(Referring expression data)

==*==

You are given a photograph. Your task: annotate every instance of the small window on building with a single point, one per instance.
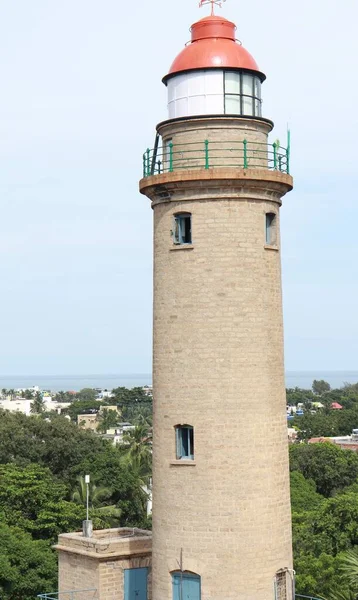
(271, 229)
(281, 585)
(182, 228)
(185, 442)
(167, 145)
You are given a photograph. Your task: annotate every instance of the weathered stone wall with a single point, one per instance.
(218, 366)
(98, 563)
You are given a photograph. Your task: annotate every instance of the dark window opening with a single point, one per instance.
(271, 236)
(182, 228)
(185, 442)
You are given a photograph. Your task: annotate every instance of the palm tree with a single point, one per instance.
(138, 452)
(350, 566)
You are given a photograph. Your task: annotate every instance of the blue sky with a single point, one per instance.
(80, 96)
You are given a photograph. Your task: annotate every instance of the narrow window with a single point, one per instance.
(185, 442)
(271, 237)
(167, 143)
(182, 228)
(281, 585)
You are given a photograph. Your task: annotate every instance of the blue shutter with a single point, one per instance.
(190, 586)
(135, 584)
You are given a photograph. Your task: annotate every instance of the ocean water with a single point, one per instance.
(302, 379)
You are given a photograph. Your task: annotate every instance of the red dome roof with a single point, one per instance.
(213, 45)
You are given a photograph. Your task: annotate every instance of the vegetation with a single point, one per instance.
(44, 457)
(42, 494)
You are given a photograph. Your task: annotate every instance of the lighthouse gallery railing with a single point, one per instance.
(209, 154)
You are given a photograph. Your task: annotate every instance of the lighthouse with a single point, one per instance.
(216, 179)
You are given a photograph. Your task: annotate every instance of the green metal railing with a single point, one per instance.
(89, 594)
(211, 155)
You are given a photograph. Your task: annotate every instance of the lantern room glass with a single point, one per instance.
(242, 94)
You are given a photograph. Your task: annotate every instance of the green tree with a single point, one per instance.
(98, 495)
(138, 451)
(320, 386)
(38, 404)
(303, 493)
(331, 468)
(27, 567)
(319, 576)
(31, 498)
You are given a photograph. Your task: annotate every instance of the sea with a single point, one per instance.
(56, 383)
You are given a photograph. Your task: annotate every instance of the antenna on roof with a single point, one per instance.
(212, 2)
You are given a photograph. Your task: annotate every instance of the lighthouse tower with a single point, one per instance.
(221, 504)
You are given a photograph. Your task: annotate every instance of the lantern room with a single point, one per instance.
(214, 74)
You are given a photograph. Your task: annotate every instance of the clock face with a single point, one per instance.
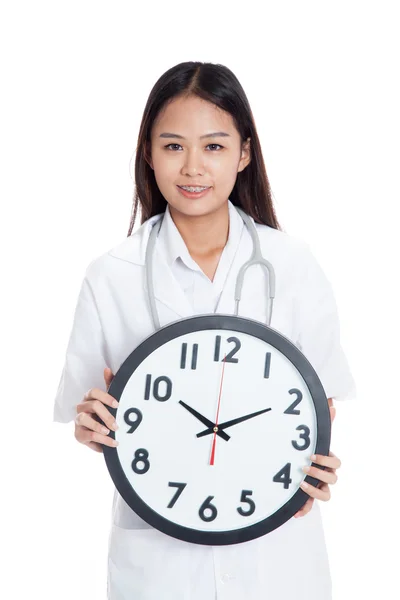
(217, 416)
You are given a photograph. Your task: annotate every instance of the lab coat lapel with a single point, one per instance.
(170, 297)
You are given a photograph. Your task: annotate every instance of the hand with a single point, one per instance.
(232, 422)
(327, 477)
(88, 429)
(204, 420)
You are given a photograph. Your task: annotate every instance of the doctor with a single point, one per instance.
(197, 131)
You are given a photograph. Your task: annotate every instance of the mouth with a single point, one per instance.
(193, 191)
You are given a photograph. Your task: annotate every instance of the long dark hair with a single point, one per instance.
(217, 84)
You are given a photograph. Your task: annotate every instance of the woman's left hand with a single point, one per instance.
(327, 476)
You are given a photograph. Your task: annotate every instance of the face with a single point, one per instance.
(189, 155)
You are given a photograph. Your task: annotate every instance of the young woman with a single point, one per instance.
(198, 131)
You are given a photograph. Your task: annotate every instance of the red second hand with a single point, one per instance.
(216, 420)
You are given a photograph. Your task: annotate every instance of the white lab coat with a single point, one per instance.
(111, 319)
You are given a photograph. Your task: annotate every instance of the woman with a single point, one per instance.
(197, 130)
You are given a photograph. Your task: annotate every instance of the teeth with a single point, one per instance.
(193, 189)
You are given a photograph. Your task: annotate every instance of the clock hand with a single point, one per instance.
(216, 431)
(205, 421)
(232, 422)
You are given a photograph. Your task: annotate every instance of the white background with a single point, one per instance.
(322, 80)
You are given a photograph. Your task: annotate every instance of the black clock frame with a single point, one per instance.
(240, 325)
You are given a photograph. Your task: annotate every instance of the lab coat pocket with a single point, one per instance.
(145, 564)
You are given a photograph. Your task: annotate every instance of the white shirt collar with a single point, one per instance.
(173, 246)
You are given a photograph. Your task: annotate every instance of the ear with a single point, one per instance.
(245, 157)
(147, 155)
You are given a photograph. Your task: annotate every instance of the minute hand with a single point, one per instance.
(233, 422)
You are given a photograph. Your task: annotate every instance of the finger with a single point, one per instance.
(95, 447)
(85, 420)
(88, 436)
(98, 408)
(108, 376)
(325, 476)
(331, 461)
(321, 493)
(305, 509)
(98, 394)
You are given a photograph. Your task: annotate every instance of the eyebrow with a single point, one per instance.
(216, 134)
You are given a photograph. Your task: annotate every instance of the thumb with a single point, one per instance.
(108, 376)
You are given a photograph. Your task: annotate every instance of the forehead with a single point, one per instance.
(192, 116)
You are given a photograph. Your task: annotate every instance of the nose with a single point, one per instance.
(193, 164)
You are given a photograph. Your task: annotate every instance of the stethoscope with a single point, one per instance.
(255, 259)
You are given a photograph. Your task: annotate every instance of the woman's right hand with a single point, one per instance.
(87, 429)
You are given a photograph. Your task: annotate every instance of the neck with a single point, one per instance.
(204, 234)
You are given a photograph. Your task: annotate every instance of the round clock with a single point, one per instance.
(217, 416)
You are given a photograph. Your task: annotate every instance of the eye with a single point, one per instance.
(172, 144)
(167, 147)
(215, 145)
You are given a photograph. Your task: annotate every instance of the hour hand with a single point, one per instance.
(205, 421)
(232, 422)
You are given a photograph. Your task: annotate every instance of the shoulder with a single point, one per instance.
(130, 250)
(284, 246)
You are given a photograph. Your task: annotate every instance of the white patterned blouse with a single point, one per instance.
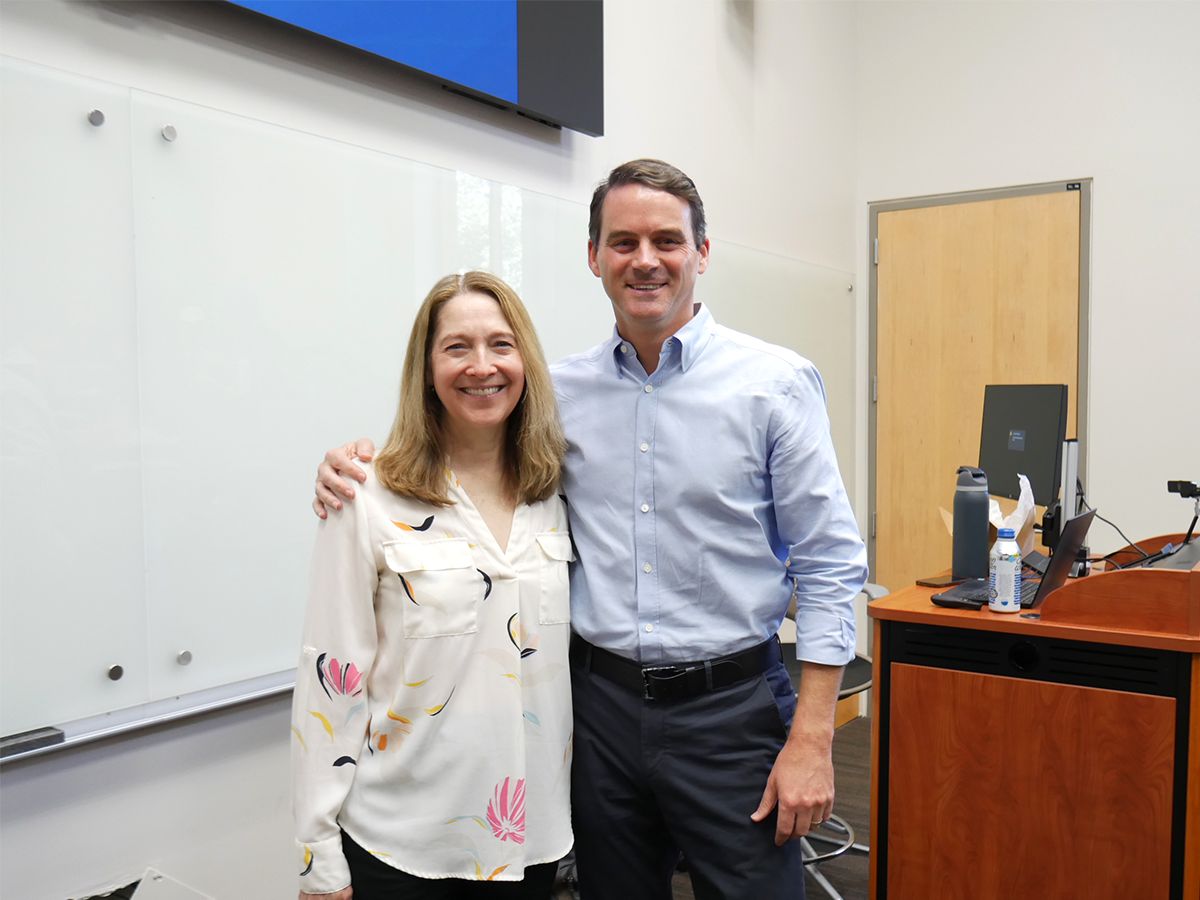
(432, 712)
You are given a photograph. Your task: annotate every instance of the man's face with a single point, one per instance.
(647, 261)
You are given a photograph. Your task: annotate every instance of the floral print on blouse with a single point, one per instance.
(432, 714)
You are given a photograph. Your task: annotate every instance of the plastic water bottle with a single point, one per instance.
(1005, 574)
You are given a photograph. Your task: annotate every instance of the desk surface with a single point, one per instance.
(1137, 607)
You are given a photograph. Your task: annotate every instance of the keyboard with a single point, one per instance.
(973, 594)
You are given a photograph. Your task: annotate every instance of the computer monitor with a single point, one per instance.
(1024, 426)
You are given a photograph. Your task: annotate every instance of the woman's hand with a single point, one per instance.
(340, 463)
(343, 894)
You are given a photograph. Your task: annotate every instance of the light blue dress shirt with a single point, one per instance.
(697, 497)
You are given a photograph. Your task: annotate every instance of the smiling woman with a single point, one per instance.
(432, 712)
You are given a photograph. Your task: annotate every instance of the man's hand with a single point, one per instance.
(340, 463)
(801, 784)
(801, 781)
(343, 894)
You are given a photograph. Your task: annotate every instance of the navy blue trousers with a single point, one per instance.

==*==

# What you need to do:
The expected output is every line of the data, unchanged, with the pictures skipped.

# Written response:
You are given a photograph. Your task: annotate every instance of the small window on building with a single point, one per instance.
(271, 229)
(281, 585)
(182, 228)
(185, 442)
(167, 145)
You are given a photograph. Your task: annotate every instance of the weathered stone wall with a single point, one per instance.
(218, 366)
(98, 563)
You are given a photograph. Your task: annotate every instance of the dark window opening with a single point, one per instance.
(271, 236)
(182, 228)
(185, 442)
You are given a photograph. Your task: annotate every instance of the palm tree with a single point, one per instance.
(138, 452)
(350, 566)
You are given a photograph. Your task: annotate every instance of the blue sky with a single point, one per instance.
(80, 96)
You are given a photograph. Your task: annotate every instance of the narrow window with a single point, one per instance.
(185, 442)
(271, 237)
(167, 143)
(182, 228)
(281, 585)
You are given a photograph. Your task: annotate every instance of the blue shutter with a single point, one per instance.
(190, 586)
(135, 584)
You are given a photograph. Your task: annotate every instance of the ocean water with a single point, one per instance.
(302, 379)
You are given a photograph. Your task: annotate every instance of the red dome roof with a single point, one per instance.
(213, 45)
You are given a photograph. Your task: annotate every instance of the vegetation with a single point, one per instance.
(44, 457)
(42, 494)
You are given a photograph. Your task: annotate every instance of the lighthouse gallery railing with a single point, one per instance.
(209, 154)
You are given a photograph. Your task: annotate every instance of the lighthouse with a single point, one per instance.
(216, 179)
You are given a photograph. Your task: annotate every instance of the green metal railing with a single point, one per instance.
(89, 594)
(211, 155)
You are given a photograph. Your task: annotate every instance of the lantern room glass with a single point, one per instance.
(242, 94)
You are given a photograph. Your task: annotate every instance of the green tree with a single point, one per instance.
(98, 495)
(138, 451)
(320, 386)
(38, 404)
(303, 493)
(331, 468)
(27, 567)
(319, 576)
(31, 498)
You are given a photograph. Your task: annotate every instance of the sea with a single point, one per instance.
(56, 383)
You are given a photograph. Your task: annotate every instance of the antenna on roof with a single point, one per instance.
(212, 2)
You are given a photograph. Your task: annotate every instance of the lighthouse tower with a single point, one per instance.
(221, 504)
You are given a photograph. Your task: annotate every instance of the lantern room with a single point, one per instance.
(214, 74)
You are given a photograph. Your task: annotate every instance of the clock face with a single point, one per instance.
(217, 416)
You are given a photograph. Your task: annotate every instance of the lab coat lapel with a single point, one per instance.
(170, 297)
You are given a photograph. Your task: annotate every instance of the hand with a single point, one per instance.
(232, 422)
(327, 477)
(88, 429)
(204, 420)
You are given a photograph. Your task: annotate every instance of the doctor with a single point, one per instance.
(197, 131)
You are given a photograph. Your task: annotate every instance of the mouth with a single point, one per instance.
(193, 191)
You are given a photograph. Your task: annotate every instance of the long dark hair with a single point, one per instance.
(217, 84)
You are given a photograph. Your task: annotate every instance of the woman's left hand with a single point, one per instance.
(327, 476)
You are given a photograph. Your task: annotate every instance of the face with a single point, one per instance.
(189, 155)
You are given a photograph. Your task: annotate every instance of the young woman with a single point, one per instance.
(198, 131)
You are given a photograph. Your task: annotate every instance of the red second hand with a single point, one per instance.
(216, 420)
You are given a photograph. Your task: annotate every instance of the white lab coat with a single point, one per instance.
(111, 319)
You are given a photograph. Your task: annotate every instance of the woman with a single point, one per instance.
(197, 130)
You are given a photograph. Your task: annotate every instance of the teeth with a single point, one per instance.
(193, 189)
You are given a photograph. Your task: annotate every instance of the clock hand with a single point, one per instance.
(216, 431)
(205, 421)
(232, 422)
You are given a photograph. Your task: annotate every instance of the white background with a single point, one per instance.
(322, 80)
You are given a photograph. Your task: annotate every instance of the black clock frame with a single point, one per instance.
(240, 325)
You are given a photograph. Your task: annotate every instance of the lab coat pocket with a single point, one per instance.
(145, 564)
You are given a photograph. Your task: annotate every instance of the white shirt collar with a single point, one per instance.
(173, 246)
You are given a photograph. Your task: annotate every instance of the ear with a single point, one per instance.
(245, 157)
(147, 155)
You are given a photograph. Your task: annotate every instance of the minute hand with a single point, one per instance.
(233, 422)
You are given a photograph. Your task: annotate every instance of the finger with a single point, one per instance.
(95, 447)
(85, 420)
(88, 436)
(98, 408)
(108, 376)
(325, 476)
(331, 461)
(321, 493)
(305, 509)
(98, 394)
You are given a photograph. Your task: annotate every instance of the eyebrow with a single point, one per instance.
(216, 134)
You are given a photograph. Your task: annotate every instance of the thumb with a single point, one per instance.
(108, 376)
You are given a photograph. Your task: annotate every instance of the forehead with a single point, one per instance.
(192, 116)
You are given a photograph. Your task: annotate every instance of the nose with a single point, one per instance.
(193, 164)
You are given a photograph. Your task: annotate every instance of the stethoscope with a single point, one per instance.
(255, 259)
You are given a photograph. Your task: annotate every instance of the woman's right hand with a single point, one per instance.
(87, 429)
You are given a photograph. Your task: annotate every instance of the neck with a single point, one per instance.
(204, 234)
You are given a photograph. Your task: annotate every instance of the round clock with a single point, one per instance.
(217, 416)
You are given a photograph. Your task: annotate every instance of the eye with a single point, one per instance.
(172, 144)
(167, 147)
(215, 145)
You are given a photograph. Your task: annotate every instance of the hour hand with a single point, one per instance.
(205, 421)
(232, 422)
You are given a photograph. Your task: annotate every instance of the shoulder with a single point, one per instance.
(130, 250)
(284, 246)
You are given a photograph. Your task: annotate every instance of the white patterned blouse with a single point, one per instance.
(432, 712)
You are given a photograph. Your task: annotate every instance of the man's face with a single point, one per instance.
(647, 261)
You are given a photograph. Your task: annotate every instance of the floral print on blouse with a single point, one per instance.
(432, 714)
You are given a photograph. Your task: annotate every instance of the plastic water bottle with a single point, one per instance.
(1005, 574)
You are given a photograph. Your task: annotate every instance of the desk surface with a single point, one per instance.
(1137, 607)
You are given a photograph. Your task: annotate every instance of the keyboard with a single point, one per instance.
(973, 594)
You are given a photograph. Your task: annotate every instance of the computer monitor with a single point, one per instance.
(1024, 426)
You are given a photograph. Your task: annotate every instance of the woman's hand with a single point, one per instance.
(340, 463)
(343, 894)
You are given a photograph. Your task: annotate every instance of the light blue dress shirt with a single point, one per instance.
(697, 497)
You are given a photograph. Your task: annotate every instance of the smiling woman with a single point, one per instance.
(432, 712)
You are given a photograph. Your task: annotate every instance of the man's hand with a single point, one per instance.
(340, 463)
(801, 784)
(801, 781)
(343, 894)
You are given a photograph. Your task: annotate every instance of the navy blue trousers with a single point, one per instance.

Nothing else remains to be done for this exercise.